• **Aim**
Return every entry exactly.

• **Given data**
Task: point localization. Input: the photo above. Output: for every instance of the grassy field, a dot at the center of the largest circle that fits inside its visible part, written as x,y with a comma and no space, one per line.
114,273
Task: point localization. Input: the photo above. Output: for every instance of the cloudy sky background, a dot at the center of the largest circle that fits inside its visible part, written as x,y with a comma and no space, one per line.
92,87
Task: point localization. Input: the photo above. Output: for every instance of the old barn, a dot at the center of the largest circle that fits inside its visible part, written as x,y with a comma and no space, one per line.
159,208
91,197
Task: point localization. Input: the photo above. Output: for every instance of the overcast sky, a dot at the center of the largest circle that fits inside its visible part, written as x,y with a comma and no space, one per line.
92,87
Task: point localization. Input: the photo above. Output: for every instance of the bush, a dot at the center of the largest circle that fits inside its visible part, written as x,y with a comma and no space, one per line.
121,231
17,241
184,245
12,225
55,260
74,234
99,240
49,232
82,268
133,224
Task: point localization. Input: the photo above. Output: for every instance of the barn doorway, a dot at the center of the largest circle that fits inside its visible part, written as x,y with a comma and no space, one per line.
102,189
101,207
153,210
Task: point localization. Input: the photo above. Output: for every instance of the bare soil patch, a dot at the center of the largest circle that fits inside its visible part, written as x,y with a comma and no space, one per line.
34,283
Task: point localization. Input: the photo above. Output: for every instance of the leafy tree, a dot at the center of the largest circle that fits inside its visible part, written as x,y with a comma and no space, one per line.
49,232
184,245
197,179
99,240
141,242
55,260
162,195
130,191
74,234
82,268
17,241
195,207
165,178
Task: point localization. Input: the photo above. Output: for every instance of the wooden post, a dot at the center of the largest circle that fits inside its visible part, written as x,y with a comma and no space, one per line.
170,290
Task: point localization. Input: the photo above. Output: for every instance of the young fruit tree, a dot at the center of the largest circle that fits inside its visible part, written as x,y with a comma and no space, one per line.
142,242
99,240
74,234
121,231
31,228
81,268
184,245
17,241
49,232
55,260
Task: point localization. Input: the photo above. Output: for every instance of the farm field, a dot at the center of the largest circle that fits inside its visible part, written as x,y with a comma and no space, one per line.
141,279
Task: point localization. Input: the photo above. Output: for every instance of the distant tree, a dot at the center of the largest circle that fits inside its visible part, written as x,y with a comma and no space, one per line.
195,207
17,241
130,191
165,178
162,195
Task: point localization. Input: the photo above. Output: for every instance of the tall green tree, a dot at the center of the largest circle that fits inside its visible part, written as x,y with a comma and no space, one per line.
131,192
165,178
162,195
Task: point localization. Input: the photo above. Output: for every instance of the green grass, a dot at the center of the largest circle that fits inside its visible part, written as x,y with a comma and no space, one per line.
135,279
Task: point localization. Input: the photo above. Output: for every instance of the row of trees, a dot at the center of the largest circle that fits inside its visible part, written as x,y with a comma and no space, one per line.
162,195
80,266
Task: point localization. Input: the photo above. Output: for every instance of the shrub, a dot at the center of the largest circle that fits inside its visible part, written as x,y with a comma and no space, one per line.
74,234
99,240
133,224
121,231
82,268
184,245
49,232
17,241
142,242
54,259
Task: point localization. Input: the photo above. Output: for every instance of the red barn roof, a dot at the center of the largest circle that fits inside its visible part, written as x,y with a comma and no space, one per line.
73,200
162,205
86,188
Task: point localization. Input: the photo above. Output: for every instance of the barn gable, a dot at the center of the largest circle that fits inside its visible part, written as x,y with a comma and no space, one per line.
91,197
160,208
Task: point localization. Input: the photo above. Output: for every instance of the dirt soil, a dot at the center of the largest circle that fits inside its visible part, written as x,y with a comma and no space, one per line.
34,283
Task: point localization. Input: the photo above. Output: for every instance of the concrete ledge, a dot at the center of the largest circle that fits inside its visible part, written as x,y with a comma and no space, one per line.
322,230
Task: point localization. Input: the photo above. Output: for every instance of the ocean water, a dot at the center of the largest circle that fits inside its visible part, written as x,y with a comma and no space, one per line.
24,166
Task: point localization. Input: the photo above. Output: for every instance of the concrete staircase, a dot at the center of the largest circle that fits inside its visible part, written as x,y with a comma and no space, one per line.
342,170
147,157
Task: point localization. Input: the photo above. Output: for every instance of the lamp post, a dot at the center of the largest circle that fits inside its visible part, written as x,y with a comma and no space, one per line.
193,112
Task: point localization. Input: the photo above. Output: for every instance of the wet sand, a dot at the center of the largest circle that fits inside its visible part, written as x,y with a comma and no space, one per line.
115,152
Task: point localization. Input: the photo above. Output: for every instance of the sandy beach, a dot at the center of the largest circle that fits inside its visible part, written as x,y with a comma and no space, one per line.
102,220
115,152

• **Correct result**
Task: point localization. Input: the photo above. Output: for every instance of the grassy field, a dot at the center of the largest circle that fits inside its visible part, written as x,y with a comma and no space, one per line.
114,273
Task: point localization. Input: the photo above. Output: for every instance of the cloudy sky background, a dot at the center of the largest circle that fits inside its visible part, written as x,y with a comma and no space, one per line.
92,87
Task: point localization. Input: the photo above. Output: for every instance of the old barn, a dot at the center of the largest circle that fits inside its visible part, written as x,y with a comma and no space, one per line.
159,208
91,197
Task: point localization. Input: the photo above. Output: for every instance of the overcast sky, a dot at the center of the largest circle that fits inside its visible part, written as x,y with a comma and no space, one per line.
92,87
Task: point localization. Input: the photo above. Output: for every instance of the bush, a dot at the center of the largest circle that fits inside its visible part, written as x,y with a comma and no space, one per line.
121,231
17,241
184,245
12,225
55,260
74,234
99,240
49,232
82,268
133,224
Task: point localization. Input: the photo above. Output: for every instance of the barn doorway, a dot at the center of the largest circle that fits inside its visible part, written as x,y with a comma and no space, one per line.
102,189
101,207
153,210
Task: point localization. Input: the photo above. Output: for every instance of the bare soil patch, a dot at the center of the largest circle that fits inside its visible part, written as x,y with a comma and no space, one per line.
34,283
Task: point localization. Input: the photo above. Output: for every instance of the leafy tree, a dot at the center of the largest circle that fits inside its visible part, written as x,y with a comma and no space, one per line.
49,232
184,245
197,179
99,240
141,242
55,260
162,195
130,191
74,234
82,268
17,241
195,207
165,178
Task: point localization. Input: the photo above. Output: for every instance of the wooden post, a dot at the center of the largest circle that fits inside its visible part, written as x,y with a comma and no space, one per line.
170,290
Task: point localization. Input: the photo above. Output: for every instance of the young fruit tree, a dot at the center of the largest circle that fits inside its visible part, written as x,y with a comma and no space, one per line.
142,242
99,240
74,234
121,231
31,228
81,268
184,245
17,241
49,232
55,260
Task: point localization. Input: the photo above. Output: for every instance of the farm field, a dot at the center of the largest circle that fits inside its visible part, written as x,y with a comma and no space, one per line.
141,279
Task: point localization. Input: the photo above. Output: for every instance of the distant tree, a dot at the center of the largest circle that fits inside its visible part, written as x,y with a comma and no space, one per line.
195,207
17,241
130,191
165,178
162,195
Task: point localization. Input: the photo above. Output: for every instance of the tall green tree, a dot at the center of the largest circle that fits inside its visible part, written as x,y with a comma and no space, one per line.
131,192
165,178
162,195
Task: point localization. Input: the photo above. Output: for every instance of the green grass, a dot at the center of the largest circle that fits inside its visible part, written as x,y with a comma and no space, one per line.
135,279
Task: point localization. Input: the photo above. Output: for every instance of the row of trees, a dot at the center of the largest circle that fits inside its visible part, written as x,y with a comma and no space, one per line.
162,195
80,266
Task: point localization. Input: the photo above. Output: for every instance of the shrub, a dot at the center of the largest circle that fits inside its visible part, written as x,y with a comma and no space, one per line.
74,234
99,240
133,224
121,231
82,268
184,245
49,232
17,241
142,242
54,259
Task: point localization. Input: the photo above. Output: for every instance of the red barn roof, a dot at the center of the largest circle that fits inside its visible part, written as x,y with a comma and no space, one per line.
73,200
162,205
86,188
Task: point localization. Input: the photo above. Output: for every instance of the barn gable, a dot at the center of the largest circle that fits inside its visible part, written as x,y with a comma and no space, one per line.
91,197
160,208
Task: point localization. Input: the photo above. Output: for every instance of the dirt soil, a dot at the center of the largest circle that fits inside its visible part, written as x,y with a comma and no space, one per line.
34,283
Task: point localization. Input: the photo above. Output: for every instance of the concrete ledge, a dot at the center of the largest circle that fits inside its visible part, written as x,y with a comma and no space, one per line.
322,230
Task: point localization. Input: the photo above. Output: for every instance of the ocean water, a dot at the center of the largest circle that fits inside its visible part, written as x,y with a comma and no space, one per line.
24,166
Task: point localization. Input: the photo above. Output: for every instance of the concrete staircase, a dot at the center of the largest circle that fits inside its visible part, written as x,y with a comma and no space, one per line.
342,170
147,157
Task: point localization. Input: the photo above. Output: for every instance of the lamp post, a dot at the center of the largest circle that fits inside its visible part, written as x,y with a comma and no space, one per line.
193,112
Task: point localization. Input: the photo above. Output: for every instance of the wet sand, a dot at the center of the largest circle that fits inside its visible part, written as x,y with a comma and no space, one per line.
115,152
Task: point localization. Input: the photo above. Output: for every instance of the sandy beach, a dot at the center of the largest circle that fits inside its visible part, written as x,y with a comma and no space, one per line.
102,220
115,152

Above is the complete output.